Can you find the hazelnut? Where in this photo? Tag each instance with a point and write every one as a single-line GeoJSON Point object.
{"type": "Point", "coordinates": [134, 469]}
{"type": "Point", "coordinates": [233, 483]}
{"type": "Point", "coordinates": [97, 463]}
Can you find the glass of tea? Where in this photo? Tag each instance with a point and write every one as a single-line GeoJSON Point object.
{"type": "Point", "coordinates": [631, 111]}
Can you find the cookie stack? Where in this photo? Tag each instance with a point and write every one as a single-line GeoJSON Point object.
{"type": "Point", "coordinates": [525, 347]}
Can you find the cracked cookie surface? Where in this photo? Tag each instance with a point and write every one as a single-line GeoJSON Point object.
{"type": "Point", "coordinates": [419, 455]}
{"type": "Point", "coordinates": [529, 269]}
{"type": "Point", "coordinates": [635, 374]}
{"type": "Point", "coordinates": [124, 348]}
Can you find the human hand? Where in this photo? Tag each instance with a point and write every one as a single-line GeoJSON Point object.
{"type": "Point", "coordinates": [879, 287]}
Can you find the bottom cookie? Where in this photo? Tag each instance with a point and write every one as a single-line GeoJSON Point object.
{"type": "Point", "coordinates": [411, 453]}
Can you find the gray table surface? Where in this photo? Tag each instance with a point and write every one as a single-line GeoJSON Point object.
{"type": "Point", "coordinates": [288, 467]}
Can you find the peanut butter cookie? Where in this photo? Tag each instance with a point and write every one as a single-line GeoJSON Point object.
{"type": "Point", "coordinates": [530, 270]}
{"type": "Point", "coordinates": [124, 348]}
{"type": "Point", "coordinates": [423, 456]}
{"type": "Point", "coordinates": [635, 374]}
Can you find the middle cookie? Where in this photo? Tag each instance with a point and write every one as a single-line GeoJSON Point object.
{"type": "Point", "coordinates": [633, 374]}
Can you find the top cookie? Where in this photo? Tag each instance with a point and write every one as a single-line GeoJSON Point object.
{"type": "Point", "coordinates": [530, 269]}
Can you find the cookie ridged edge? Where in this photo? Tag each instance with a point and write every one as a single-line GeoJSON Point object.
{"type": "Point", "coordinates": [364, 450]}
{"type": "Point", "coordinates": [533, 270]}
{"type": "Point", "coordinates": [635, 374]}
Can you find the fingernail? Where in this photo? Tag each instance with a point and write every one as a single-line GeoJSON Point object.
· · · · · · ·
- **JOB**
Convert the lines of the material above into a numbered list, starting with the line that contains "Can you find the peanut" and ending with the last line of the material, both included, and leave out any blank lines.

- **COMPLETE OUTPUT**
1. Can you find the peanut butter cookie? Where in this photo? Tag each instance with a point and write every one as a single-line GeoJSON Point object.
2. {"type": "Point", "coordinates": [530, 270]}
3. {"type": "Point", "coordinates": [124, 348]}
4. {"type": "Point", "coordinates": [423, 456]}
5. {"type": "Point", "coordinates": [635, 374]}
6. Can you find the middle cookie? Where in this photo? Tag each instance with a point and write every one as a single-line GeoJSON Point object.
7. {"type": "Point", "coordinates": [633, 374]}
8. Can you find the top cookie? Where in this photo? Tag each instance with a point and write every one as a single-line GeoJSON Point object.
9. {"type": "Point", "coordinates": [530, 269]}
10. Can you find the cookie ridged edge? Where in this photo? Tag each instance with a point and write every one as a single-line GeoJSON Point object.
11. {"type": "Point", "coordinates": [364, 450]}
12. {"type": "Point", "coordinates": [533, 270]}
13. {"type": "Point", "coordinates": [635, 374]}
14. Can you find the fingernail? Where in this photo? Tag each instance with a point and write every one as a single-line GeoJSON Point object.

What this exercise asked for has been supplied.